» THE TASK
Please edit the material from its first line up to and including the line with "x=611, y=303": give those lines again with "shrub" replaced by "bush" and everything else unchanged.

(Data listing)
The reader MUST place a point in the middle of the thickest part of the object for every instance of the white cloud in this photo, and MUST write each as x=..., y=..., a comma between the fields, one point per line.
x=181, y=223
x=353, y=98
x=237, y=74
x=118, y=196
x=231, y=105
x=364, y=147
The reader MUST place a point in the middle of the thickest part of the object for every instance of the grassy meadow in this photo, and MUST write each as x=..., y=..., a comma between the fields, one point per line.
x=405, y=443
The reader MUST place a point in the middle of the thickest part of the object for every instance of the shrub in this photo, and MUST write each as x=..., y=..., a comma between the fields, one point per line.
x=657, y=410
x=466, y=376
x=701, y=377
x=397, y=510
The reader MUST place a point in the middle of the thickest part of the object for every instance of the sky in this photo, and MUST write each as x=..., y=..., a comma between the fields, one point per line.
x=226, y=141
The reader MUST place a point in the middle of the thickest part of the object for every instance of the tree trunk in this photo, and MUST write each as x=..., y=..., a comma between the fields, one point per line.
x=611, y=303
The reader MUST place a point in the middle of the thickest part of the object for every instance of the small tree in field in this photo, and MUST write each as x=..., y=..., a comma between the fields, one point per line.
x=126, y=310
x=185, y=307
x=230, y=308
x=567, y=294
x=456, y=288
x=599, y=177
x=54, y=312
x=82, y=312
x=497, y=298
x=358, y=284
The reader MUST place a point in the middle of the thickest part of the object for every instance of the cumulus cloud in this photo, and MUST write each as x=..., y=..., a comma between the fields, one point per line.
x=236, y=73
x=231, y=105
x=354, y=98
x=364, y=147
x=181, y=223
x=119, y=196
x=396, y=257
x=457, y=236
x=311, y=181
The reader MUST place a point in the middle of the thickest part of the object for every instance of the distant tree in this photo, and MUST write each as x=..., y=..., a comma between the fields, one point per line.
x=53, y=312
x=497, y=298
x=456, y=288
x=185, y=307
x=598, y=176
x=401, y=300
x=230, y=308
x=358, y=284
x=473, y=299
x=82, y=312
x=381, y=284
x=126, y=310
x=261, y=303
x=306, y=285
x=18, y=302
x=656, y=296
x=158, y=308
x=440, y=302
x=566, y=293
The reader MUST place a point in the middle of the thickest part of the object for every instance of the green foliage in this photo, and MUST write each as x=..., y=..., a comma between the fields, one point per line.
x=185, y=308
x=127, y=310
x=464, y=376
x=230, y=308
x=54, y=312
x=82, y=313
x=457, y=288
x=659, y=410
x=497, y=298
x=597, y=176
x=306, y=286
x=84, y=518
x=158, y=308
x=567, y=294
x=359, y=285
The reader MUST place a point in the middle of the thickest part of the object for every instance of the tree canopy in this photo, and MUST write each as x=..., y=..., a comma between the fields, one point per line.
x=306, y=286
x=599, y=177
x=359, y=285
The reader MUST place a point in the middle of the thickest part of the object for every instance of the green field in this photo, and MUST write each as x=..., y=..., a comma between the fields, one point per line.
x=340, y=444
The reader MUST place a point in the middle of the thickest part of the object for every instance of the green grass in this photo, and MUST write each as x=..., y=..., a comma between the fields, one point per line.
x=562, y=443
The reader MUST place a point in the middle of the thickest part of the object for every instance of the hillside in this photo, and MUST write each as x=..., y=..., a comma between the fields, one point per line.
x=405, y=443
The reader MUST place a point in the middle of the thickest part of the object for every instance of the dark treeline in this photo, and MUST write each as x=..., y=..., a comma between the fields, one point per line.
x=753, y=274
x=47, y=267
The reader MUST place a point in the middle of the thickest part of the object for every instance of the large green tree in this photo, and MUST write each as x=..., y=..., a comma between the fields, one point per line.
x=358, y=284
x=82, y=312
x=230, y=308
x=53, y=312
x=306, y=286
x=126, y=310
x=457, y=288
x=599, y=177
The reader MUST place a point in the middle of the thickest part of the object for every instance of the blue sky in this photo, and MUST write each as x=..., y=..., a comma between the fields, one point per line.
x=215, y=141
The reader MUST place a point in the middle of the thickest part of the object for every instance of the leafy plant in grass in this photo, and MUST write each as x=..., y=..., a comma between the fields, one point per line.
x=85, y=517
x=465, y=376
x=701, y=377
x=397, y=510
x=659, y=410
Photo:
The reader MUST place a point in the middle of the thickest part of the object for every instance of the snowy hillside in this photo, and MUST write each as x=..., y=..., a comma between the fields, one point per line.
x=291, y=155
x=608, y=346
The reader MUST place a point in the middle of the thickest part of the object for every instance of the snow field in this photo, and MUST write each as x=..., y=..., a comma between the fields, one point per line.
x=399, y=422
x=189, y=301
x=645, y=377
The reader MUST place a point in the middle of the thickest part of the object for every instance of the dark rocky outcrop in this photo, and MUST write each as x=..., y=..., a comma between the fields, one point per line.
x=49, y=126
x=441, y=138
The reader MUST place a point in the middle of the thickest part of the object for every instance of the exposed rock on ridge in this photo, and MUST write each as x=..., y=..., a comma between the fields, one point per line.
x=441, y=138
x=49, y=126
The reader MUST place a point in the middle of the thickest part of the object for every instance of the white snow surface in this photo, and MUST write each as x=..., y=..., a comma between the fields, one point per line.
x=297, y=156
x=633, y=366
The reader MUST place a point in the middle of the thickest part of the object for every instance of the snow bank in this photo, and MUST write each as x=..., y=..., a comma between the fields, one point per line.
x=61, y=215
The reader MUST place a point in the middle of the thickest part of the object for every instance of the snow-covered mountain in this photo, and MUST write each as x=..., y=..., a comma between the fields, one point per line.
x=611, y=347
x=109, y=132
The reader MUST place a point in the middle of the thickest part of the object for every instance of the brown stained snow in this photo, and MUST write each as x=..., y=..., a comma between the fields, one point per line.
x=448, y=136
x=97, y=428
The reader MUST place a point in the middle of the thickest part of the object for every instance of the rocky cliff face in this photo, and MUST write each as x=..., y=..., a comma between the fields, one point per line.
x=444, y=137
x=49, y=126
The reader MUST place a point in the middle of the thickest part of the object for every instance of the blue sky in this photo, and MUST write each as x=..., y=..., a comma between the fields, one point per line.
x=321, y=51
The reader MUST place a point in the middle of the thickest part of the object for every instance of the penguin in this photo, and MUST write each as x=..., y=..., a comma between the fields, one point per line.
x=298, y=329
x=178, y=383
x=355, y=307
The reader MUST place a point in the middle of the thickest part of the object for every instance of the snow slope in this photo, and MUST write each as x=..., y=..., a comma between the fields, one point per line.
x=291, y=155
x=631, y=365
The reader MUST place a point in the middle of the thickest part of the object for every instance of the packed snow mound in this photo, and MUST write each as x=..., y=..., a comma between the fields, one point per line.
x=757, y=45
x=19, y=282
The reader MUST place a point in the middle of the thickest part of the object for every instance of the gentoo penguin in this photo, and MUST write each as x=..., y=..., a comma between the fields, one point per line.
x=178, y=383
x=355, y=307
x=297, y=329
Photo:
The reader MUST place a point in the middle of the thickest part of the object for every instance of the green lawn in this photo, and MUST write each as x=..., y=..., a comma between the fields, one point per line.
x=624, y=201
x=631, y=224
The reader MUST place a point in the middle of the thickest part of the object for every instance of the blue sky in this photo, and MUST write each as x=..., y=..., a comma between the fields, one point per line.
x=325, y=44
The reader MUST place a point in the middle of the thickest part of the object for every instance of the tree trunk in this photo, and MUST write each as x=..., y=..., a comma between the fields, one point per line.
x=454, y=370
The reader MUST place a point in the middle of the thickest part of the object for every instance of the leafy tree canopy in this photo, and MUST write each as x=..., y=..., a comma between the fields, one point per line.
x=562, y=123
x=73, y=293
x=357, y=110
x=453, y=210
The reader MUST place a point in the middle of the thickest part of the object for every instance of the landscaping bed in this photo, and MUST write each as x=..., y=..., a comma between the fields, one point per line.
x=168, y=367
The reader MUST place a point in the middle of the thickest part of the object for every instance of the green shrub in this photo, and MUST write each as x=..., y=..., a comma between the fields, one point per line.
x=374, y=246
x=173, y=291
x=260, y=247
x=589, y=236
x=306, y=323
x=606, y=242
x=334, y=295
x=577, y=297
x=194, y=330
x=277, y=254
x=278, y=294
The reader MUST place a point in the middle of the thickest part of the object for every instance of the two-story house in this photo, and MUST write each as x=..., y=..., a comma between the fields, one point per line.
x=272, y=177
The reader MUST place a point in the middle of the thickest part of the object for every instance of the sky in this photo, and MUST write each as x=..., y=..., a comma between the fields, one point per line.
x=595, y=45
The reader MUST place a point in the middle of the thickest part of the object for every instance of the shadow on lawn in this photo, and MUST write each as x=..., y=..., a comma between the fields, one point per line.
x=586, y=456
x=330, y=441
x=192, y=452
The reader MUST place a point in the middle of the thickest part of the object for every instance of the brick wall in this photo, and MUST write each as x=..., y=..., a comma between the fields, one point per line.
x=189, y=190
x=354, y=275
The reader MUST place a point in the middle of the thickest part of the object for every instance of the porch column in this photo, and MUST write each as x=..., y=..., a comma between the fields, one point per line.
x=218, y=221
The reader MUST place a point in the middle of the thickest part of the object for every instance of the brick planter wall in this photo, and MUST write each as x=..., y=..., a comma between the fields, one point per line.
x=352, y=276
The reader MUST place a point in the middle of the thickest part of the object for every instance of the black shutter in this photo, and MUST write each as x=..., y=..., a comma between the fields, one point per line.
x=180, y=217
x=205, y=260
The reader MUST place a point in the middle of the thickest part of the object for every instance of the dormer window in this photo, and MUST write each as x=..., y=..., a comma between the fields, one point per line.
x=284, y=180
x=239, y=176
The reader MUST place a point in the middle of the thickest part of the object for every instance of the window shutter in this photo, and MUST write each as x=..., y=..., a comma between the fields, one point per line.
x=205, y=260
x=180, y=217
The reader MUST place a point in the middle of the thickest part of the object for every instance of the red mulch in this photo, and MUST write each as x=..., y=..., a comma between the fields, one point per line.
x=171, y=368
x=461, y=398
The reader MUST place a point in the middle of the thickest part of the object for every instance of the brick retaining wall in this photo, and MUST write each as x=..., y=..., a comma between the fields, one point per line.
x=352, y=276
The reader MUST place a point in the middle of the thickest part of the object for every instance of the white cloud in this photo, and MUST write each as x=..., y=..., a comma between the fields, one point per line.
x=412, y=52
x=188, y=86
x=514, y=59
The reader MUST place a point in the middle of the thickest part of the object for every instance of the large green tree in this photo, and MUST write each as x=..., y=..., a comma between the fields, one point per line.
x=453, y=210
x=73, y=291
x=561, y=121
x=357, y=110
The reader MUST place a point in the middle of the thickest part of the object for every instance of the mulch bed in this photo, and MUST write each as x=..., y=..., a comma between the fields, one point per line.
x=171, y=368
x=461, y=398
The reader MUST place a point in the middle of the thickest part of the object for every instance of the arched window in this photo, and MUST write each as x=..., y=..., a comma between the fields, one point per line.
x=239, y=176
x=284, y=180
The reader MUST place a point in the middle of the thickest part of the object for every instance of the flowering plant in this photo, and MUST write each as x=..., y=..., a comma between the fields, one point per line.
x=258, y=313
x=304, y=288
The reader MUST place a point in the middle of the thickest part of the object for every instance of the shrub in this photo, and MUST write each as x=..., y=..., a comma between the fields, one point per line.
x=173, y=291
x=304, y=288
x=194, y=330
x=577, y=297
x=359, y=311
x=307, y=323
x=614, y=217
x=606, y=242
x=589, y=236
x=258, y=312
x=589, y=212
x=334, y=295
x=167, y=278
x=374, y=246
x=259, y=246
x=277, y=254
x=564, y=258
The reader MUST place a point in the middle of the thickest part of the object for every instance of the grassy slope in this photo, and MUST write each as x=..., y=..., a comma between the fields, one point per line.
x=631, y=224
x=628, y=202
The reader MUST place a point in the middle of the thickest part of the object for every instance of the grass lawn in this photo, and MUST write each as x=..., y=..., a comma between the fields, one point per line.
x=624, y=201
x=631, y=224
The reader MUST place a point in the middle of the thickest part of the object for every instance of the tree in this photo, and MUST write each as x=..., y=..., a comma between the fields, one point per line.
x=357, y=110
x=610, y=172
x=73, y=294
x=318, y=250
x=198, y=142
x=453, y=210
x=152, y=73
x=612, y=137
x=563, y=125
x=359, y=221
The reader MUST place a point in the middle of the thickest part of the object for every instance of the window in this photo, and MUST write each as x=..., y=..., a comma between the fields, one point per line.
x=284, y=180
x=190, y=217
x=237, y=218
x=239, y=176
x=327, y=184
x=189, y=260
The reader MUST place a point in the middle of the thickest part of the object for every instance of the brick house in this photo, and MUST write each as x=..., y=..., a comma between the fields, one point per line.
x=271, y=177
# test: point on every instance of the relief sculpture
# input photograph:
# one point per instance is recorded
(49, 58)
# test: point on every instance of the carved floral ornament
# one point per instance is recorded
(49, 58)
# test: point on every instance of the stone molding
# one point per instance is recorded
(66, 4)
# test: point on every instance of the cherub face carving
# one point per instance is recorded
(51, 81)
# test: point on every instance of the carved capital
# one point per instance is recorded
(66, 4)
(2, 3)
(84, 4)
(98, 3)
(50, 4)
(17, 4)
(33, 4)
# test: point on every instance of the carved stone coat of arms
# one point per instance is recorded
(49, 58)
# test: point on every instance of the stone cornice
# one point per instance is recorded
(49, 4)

» REPLY
The reader MUST place a point in the middle of the thickest part of the object for every instance of the white cloud in this photo, and MUST write each as x=..., y=..., a comma between the fields, one point per line.
x=181, y=223
x=353, y=98
x=237, y=74
x=118, y=196
x=231, y=105
x=364, y=147
The reader MUST place a point in the middle of the thickest part of the object for every instance of the grassy meadow in this photo, and MUST write each as x=..., y=..., a comma between the fields, one point per line.
x=405, y=443
The reader MUST place a point in the middle of the thickest part of the object for every instance of the bush in this photo, and MUST write each as x=..., y=..., a comma between the fields, one point per line.
x=657, y=410
x=466, y=376
x=701, y=377
x=397, y=510
The reader MUST place a point in the middle of the thickest part of the object for every instance of the sky in this photo, and MUST write each as x=..., y=..., a comma between the fields, one point per line.
x=226, y=141
The reader MUST place a point in the middle of the thickest part of the object for every instance of the tree trunk in this photo, and MUST write each as x=..., y=..., a comma between the fields, one point per line.
x=611, y=303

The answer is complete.